**EXERCISE TASK:** Give a verbatim repeat of the lines that run from the line containing "For the scoring pass, find every instance of the electric" to the end of the data below.

**MATERIAL PROVIDED:**
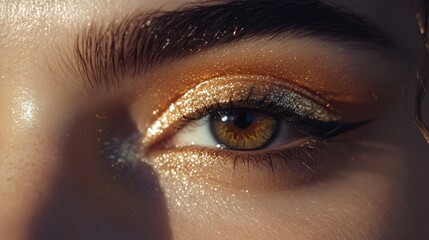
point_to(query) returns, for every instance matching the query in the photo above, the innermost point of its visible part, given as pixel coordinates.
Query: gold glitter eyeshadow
(239, 88)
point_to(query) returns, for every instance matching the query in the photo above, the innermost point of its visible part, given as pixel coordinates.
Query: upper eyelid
(104, 54)
(199, 98)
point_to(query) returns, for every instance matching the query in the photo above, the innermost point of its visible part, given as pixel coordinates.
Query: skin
(55, 185)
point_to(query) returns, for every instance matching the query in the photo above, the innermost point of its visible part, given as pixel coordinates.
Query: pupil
(243, 119)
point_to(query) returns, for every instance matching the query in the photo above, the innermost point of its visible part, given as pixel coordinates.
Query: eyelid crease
(240, 88)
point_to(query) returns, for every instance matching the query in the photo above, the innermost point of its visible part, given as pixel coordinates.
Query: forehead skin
(31, 32)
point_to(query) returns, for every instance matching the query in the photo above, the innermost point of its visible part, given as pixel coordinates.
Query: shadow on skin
(95, 197)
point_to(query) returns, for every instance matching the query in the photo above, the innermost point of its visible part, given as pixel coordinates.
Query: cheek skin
(360, 201)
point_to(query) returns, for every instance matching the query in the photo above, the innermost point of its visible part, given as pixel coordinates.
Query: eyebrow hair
(104, 54)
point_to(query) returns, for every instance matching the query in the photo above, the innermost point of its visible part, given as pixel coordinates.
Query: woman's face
(218, 120)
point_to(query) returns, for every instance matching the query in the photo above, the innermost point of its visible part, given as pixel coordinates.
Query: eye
(255, 120)
(237, 129)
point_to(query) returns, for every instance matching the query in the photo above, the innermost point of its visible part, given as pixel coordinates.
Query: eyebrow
(105, 54)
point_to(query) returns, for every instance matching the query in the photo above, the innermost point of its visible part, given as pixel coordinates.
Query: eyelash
(313, 128)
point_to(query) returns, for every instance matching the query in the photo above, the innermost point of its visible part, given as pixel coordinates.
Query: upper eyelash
(269, 107)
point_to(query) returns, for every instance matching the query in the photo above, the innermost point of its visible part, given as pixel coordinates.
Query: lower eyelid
(281, 168)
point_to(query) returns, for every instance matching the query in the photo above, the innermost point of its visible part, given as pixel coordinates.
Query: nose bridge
(28, 169)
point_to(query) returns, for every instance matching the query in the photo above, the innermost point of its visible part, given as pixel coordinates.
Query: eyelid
(231, 88)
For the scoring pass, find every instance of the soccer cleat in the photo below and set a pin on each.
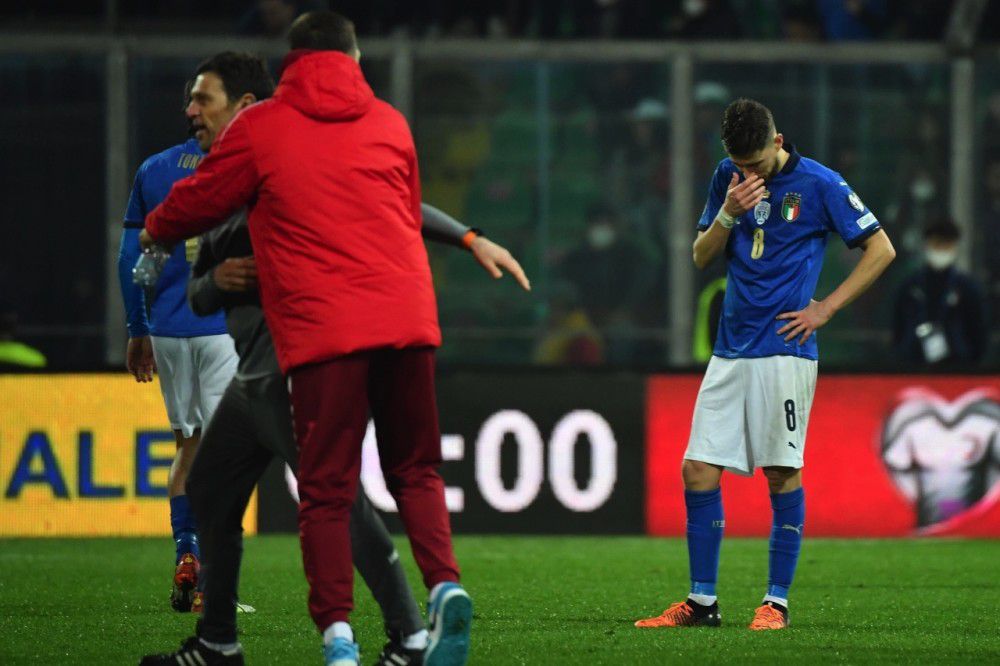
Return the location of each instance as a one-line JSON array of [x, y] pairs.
[[684, 614], [769, 616], [342, 652], [449, 619], [185, 582], [394, 654], [194, 652]]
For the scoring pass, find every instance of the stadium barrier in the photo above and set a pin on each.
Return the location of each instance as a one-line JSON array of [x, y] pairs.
[[537, 452], [85, 455]]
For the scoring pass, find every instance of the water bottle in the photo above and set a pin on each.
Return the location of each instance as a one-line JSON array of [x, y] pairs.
[[147, 270]]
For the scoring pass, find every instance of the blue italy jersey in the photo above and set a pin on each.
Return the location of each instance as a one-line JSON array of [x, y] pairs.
[[775, 252], [169, 313]]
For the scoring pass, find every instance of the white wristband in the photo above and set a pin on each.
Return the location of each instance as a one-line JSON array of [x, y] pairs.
[[725, 219]]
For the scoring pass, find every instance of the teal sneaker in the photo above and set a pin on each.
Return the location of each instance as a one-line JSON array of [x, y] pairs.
[[449, 619], [342, 652]]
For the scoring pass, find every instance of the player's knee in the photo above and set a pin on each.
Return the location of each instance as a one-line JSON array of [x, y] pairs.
[[782, 479], [698, 475]]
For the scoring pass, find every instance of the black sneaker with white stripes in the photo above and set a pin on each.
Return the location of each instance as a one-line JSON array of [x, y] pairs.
[[394, 654], [194, 653]]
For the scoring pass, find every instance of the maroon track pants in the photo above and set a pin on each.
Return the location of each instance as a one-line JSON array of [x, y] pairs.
[[330, 404]]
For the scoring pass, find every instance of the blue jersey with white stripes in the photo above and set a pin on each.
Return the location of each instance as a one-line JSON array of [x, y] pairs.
[[775, 252], [168, 313]]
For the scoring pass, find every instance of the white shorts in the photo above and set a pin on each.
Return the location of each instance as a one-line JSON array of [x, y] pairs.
[[194, 373], [753, 412]]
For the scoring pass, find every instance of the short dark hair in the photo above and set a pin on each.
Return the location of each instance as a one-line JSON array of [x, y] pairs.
[[323, 30], [942, 229], [747, 126], [240, 73]]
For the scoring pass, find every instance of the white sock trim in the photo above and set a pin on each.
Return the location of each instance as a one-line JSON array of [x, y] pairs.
[[227, 649], [417, 641], [338, 630], [703, 599]]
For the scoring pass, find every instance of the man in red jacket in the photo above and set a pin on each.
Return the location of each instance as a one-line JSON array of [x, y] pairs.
[[330, 176]]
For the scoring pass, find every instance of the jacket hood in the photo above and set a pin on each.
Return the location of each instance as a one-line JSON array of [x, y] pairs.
[[325, 85]]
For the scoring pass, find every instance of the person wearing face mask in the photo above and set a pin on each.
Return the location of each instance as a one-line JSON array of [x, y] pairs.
[[614, 276], [939, 315]]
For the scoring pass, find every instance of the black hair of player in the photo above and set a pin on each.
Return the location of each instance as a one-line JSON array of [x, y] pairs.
[[323, 30], [942, 229], [240, 73], [747, 127]]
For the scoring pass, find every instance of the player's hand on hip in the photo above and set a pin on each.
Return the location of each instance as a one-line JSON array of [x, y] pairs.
[[238, 274], [804, 322], [741, 197], [139, 359], [496, 258]]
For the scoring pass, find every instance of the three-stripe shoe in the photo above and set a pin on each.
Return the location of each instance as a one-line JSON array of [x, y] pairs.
[[194, 653], [449, 619], [342, 652], [394, 654]]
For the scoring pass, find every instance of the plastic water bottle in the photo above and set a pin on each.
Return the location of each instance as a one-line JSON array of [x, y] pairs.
[[147, 270]]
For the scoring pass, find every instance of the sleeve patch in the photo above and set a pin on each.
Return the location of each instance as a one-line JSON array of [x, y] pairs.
[[867, 220]]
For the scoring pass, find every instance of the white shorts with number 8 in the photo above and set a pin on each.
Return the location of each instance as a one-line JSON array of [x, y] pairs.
[[753, 412]]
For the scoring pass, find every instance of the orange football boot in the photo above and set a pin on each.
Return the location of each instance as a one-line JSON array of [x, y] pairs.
[[769, 616]]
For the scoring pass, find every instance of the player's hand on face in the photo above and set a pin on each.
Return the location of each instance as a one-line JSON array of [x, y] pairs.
[[804, 322], [741, 197], [139, 359], [238, 274], [493, 258]]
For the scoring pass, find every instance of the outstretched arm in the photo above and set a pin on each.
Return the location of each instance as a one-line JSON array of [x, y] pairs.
[[878, 254], [222, 184], [441, 227]]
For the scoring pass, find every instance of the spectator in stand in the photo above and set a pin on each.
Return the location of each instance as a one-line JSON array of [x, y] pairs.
[[614, 277], [853, 20], [705, 19], [273, 18], [939, 315], [800, 23]]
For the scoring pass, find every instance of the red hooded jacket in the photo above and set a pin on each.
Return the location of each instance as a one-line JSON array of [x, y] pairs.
[[330, 176]]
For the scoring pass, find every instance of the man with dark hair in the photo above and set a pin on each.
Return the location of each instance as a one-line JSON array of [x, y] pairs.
[[347, 293], [193, 355], [939, 316], [753, 405], [323, 31]]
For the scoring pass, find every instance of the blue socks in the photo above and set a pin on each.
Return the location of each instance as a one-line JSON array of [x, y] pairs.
[[704, 534], [789, 510], [182, 523]]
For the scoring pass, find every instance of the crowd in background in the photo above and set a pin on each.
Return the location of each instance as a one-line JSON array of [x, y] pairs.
[[585, 204], [798, 20]]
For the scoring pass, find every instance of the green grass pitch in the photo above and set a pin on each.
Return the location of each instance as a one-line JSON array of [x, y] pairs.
[[538, 600]]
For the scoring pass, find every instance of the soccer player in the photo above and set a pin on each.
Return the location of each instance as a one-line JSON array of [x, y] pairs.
[[194, 356], [347, 293], [253, 423], [770, 211]]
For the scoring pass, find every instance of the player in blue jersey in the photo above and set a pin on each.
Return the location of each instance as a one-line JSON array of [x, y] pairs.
[[194, 356], [770, 211]]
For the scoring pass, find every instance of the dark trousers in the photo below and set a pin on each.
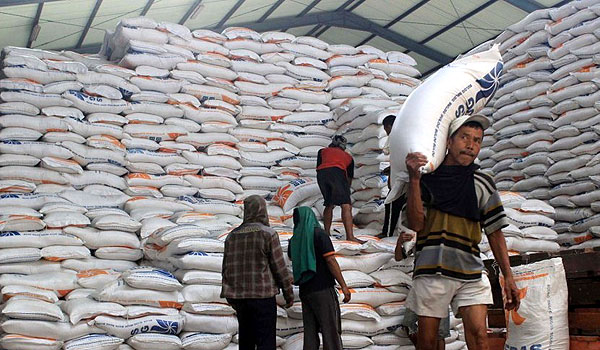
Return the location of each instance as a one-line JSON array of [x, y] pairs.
[[321, 313], [257, 319], [392, 214]]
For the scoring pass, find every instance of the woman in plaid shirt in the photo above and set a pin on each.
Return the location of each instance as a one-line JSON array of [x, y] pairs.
[[254, 270]]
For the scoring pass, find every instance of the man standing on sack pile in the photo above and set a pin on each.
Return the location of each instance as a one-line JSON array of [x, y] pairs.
[[315, 267], [254, 270], [448, 209], [393, 209], [335, 170]]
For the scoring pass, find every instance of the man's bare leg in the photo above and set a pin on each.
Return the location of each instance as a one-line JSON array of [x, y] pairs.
[[327, 218], [347, 220], [474, 319], [427, 335]]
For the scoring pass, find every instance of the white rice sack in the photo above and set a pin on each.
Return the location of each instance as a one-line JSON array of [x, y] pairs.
[[366, 263], [35, 149], [38, 76], [482, 69], [20, 223], [92, 104], [150, 341], [211, 161], [93, 342], [28, 268], [60, 282], [357, 279], [163, 60], [125, 328], [209, 323], [119, 292], [151, 278], [32, 309], [306, 96], [190, 244], [29, 292], [163, 109], [60, 253], [40, 100], [203, 92], [209, 308], [20, 84], [202, 294], [94, 263], [167, 234], [205, 341], [19, 342], [30, 174], [87, 129], [95, 279], [137, 155], [38, 123], [156, 133], [199, 260], [18, 108], [86, 308], [41, 329], [372, 327], [288, 196], [356, 81]]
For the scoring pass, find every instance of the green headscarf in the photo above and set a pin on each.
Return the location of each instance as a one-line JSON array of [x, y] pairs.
[[304, 263]]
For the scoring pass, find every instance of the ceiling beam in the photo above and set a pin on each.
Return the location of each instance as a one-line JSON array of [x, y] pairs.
[[147, 7], [454, 23], [4, 3], [230, 13], [88, 25], [343, 7], [360, 23], [270, 11], [290, 21], [35, 26], [341, 19], [190, 12], [396, 20], [525, 5], [432, 70], [305, 11]]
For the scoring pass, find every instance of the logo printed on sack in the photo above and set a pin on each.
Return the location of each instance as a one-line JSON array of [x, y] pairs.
[[490, 82], [517, 319]]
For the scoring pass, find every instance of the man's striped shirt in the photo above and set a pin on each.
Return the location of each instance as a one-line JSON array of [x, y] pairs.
[[448, 244]]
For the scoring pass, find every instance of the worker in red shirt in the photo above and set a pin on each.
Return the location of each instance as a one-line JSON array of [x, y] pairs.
[[335, 170]]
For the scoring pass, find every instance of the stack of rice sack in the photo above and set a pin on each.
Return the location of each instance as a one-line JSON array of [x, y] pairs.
[[543, 142], [530, 224], [99, 160], [379, 286]]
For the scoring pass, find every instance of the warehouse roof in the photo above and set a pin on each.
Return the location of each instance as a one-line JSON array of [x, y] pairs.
[[433, 32]]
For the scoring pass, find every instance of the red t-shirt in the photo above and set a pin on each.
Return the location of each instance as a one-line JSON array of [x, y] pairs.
[[331, 157]]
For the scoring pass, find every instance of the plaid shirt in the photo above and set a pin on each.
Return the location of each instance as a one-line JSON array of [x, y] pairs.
[[253, 264]]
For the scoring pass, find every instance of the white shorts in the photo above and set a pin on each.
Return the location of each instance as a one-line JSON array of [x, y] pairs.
[[431, 295]]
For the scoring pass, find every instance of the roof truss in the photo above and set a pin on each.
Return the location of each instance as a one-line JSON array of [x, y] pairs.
[[86, 29], [525, 5]]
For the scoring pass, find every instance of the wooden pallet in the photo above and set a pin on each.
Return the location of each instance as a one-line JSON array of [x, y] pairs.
[[582, 268]]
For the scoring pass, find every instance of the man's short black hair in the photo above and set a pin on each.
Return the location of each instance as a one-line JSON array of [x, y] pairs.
[[389, 120], [470, 124]]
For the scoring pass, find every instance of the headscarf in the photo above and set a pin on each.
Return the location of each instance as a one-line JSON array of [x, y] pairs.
[[255, 210], [304, 263]]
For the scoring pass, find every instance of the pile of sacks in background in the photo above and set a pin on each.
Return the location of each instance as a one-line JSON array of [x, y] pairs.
[[544, 139], [106, 167]]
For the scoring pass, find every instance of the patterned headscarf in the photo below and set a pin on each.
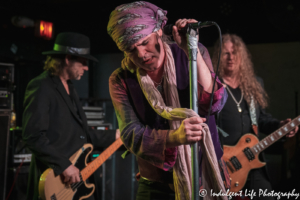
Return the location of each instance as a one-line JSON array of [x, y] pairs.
[[131, 22]]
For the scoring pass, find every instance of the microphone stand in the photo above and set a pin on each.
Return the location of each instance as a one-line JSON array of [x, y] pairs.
[[192, 43]]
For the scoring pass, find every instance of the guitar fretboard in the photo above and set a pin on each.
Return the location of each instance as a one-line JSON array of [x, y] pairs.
[[275, 136], [95, 164]]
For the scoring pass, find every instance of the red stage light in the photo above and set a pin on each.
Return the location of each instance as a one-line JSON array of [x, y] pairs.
[[45, 30]]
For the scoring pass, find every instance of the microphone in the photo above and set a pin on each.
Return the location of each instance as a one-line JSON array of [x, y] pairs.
[[167, 30]]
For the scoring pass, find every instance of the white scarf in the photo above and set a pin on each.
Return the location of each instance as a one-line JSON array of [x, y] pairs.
[[174, 113]]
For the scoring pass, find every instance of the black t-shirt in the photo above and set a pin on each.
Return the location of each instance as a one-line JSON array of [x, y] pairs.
[[233, 122]]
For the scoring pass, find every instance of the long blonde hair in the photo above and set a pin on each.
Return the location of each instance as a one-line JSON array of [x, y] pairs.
[[248, 82]]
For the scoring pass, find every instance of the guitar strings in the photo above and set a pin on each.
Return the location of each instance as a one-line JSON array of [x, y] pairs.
[[73, 186]]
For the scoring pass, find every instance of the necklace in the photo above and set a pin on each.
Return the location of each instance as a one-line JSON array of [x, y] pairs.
[[237, 103], [159, 86]]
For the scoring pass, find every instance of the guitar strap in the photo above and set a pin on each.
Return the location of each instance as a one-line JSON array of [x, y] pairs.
[[253, 116]]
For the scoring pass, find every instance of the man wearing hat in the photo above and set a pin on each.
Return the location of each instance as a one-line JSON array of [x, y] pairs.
[[54, 123]]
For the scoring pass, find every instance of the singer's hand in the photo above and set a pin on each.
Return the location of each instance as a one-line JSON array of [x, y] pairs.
[[180, 38]]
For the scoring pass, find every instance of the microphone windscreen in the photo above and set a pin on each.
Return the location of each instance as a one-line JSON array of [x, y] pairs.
[[168, 29]]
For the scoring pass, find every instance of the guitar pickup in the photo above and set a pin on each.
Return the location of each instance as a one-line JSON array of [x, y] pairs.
[[236, 163], [230, 167], [247, 151]]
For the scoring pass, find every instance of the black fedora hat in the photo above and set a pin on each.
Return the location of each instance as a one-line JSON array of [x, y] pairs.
[[72, 44]]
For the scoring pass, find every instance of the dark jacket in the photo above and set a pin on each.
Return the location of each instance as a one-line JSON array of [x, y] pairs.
[[52, 128]]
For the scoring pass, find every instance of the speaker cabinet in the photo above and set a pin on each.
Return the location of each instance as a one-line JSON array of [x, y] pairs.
[[4, 143]]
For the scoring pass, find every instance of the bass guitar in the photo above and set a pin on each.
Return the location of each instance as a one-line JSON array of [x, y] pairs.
[[243, 157], [51, 187]]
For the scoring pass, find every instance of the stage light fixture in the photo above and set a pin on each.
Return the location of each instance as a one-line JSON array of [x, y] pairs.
[[45, 29]]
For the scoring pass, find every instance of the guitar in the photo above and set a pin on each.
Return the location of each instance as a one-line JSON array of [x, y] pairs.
[[243, 157], [51, 187]]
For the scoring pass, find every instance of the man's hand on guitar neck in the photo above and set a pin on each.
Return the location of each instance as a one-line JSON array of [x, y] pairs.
[[293, 132], [71, 175]]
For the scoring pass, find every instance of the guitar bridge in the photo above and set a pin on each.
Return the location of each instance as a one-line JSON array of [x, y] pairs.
[[247, 151], [236, 163]]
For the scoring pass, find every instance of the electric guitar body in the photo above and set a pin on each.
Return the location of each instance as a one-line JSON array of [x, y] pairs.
[[234, 154], [51, 187], [243, 157]]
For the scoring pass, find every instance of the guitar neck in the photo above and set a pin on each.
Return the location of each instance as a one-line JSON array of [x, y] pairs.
[[275, 136], [95, 164]]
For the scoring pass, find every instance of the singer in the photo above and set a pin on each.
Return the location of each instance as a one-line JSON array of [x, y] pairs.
[[150, 94]]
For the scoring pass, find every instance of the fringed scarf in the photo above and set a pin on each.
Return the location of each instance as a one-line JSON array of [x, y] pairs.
[[174, 113]]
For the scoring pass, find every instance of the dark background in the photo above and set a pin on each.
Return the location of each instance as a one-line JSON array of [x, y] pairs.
[[258, 21]]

**RESPONSE BELOW:**
For the scoring pass, find every instance of the electric guitar body in the photo above and set a pin on each.
Return the location of each instance as a one-line JSON array of [x, y] pairs.
[[234, 154], [51, 187], [243, 157]]
For the scoring pass, find every instance of the guitar neck in the photo above and set a pin on each.
Return the location of each instance as a one-line JSON array of [x, y] pairs.
[[275, 136], [95, 164]]
For the scoring pass, find every instance of the singer in the photo above and set a pin on each.
Return the location of each instance as a one-line JSON array of [x, y] pairs.
[[150, 94]]
For the scoring pass, find every instance of the fringed scarf in the photo above and set a pin on each.
Return the location of each instance as a one-line JSON array of [x, y] pairs.
[[174, 113]]
For the scoring pass, find every instance of the dark background in the photo above and set a pin on each.
Return the location of each instance as a one-line JSON array of [x, y] pairs.
[[258, 21]]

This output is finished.